Try it: Repeat the listing word for word. Leave every picture out.

Data for processing:
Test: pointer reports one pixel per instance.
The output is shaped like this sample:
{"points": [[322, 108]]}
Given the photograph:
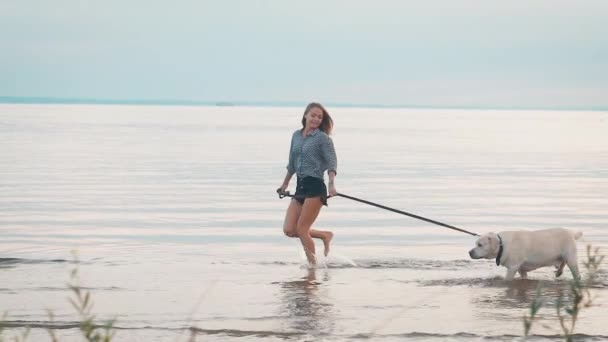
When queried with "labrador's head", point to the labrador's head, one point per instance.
{"points": [[486, 246]]}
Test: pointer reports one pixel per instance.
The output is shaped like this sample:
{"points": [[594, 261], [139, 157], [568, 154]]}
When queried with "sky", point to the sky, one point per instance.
{"points": [[486, 53]]}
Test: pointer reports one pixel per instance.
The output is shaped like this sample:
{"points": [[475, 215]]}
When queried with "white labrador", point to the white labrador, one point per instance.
{"points": [[524, 251]]}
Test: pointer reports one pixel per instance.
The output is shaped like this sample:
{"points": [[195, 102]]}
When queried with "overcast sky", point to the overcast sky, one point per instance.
{"points": [[543, 53]]}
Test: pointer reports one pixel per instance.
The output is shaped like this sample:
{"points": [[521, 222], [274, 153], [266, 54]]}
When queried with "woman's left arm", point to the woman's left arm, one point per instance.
{"points": [[329, 153]]}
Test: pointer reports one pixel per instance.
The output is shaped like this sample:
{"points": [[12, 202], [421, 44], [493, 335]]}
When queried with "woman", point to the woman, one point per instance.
{"points": [[310, 155]]}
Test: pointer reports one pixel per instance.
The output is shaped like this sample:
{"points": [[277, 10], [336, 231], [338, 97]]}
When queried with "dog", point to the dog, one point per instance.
{"points": [[524, 251]]}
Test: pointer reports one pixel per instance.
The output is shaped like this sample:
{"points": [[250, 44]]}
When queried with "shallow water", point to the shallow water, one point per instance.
{"points": [[174, 216]]}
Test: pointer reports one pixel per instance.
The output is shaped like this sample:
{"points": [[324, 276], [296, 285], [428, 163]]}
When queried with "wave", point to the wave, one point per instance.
{"points": [[462, 336]]}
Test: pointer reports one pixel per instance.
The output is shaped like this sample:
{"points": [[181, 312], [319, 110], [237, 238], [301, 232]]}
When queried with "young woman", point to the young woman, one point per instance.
{"points": [[310, 155]]}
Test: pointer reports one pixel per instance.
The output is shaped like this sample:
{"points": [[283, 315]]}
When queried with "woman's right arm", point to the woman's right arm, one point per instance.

Answer to this task:
Test: pointer reports one pixel per instance.
The output is shaped like this sample:
{"points": [[322, 108]]}
Given the photograph:
When queried with "labrador's head", point to the labrador's head, one point per instance.
{"points": [[486, 246]]}
Test: pointer reports one pixel per instance.
The output is shaped like this sample:
{"points": [[594, 261], [139, 157], [568, 154]]}
When queried with "sky", point to the sky, one point per instance.
{"points": [[486, 53]]}
Test: pointer reports one pixel per instance.
The output is shaped like this sample:
{"points": [[475, 215]]}
When queried with "white labrador", point to the white labrador, one point per instance.
{"points": [[524, 251]]}
Test: pointer reports one pixel per instance.
The output is shaped like this sample:
{"points": [[195, 102]]}
When queried with "overcast sky", point to the overcast sky, one point per instance.
{"points": [[543, 53]]}
Test: pointer reports one pixel per instance.
The output is shaped like this sample:
{"points": [[521, 222], [274, 153], [266, 54]]}
When queried with "woman's left arm", point to the woman's left arm, one point per instance.
{"points": [[329, 153]]}
Test: pointer reports one pixel per instance.
The output is shaped like this sample:
{"points": [[12, 202], [421, 44], [493, 335]]}
When queried with "woman", point to the woman, one point per instance.
{"points": [[310, 155]]}
Test: pointer reports one pixel per instance.
The output is shaped like this sample:
{"points": [[277, 10], [336, 231], [338, 97]]}
When queried with "dog", point to the dog, one point per instance.
{"points": [[524, 251]]}
Test: pointer reports one pixel per instance.
The output is shaped like this sample:
{"points": [[250, 44]]}
When queried with "shallow water", point to the shallow water, one point per instance.
{"points": [[174, 216]]}
Test: pointer reports one pixel per instance.
The output is shaped like this sample:
{"points": [[324, 276], [296, 285], [428, 163]]}
When queried with "wave", point to the wave, one point per instance.
{"points": [[462, 336]]}
Test: pointer reports one pixel per instance.
The output is shaped like this sample:
{"points": [[181, 312], [319, 110], [237, 238], [301, 232]]}
When queried with "young woman", point to the young woman, one point per instance.
{"points": [[310, 155]]}
Test: pointer reports one pixel per instance.
The output is shaped like this sample:
{"points": [[283, 315]]}
When queried with "woman's right arm", point to the woman's right arm, one point per instance.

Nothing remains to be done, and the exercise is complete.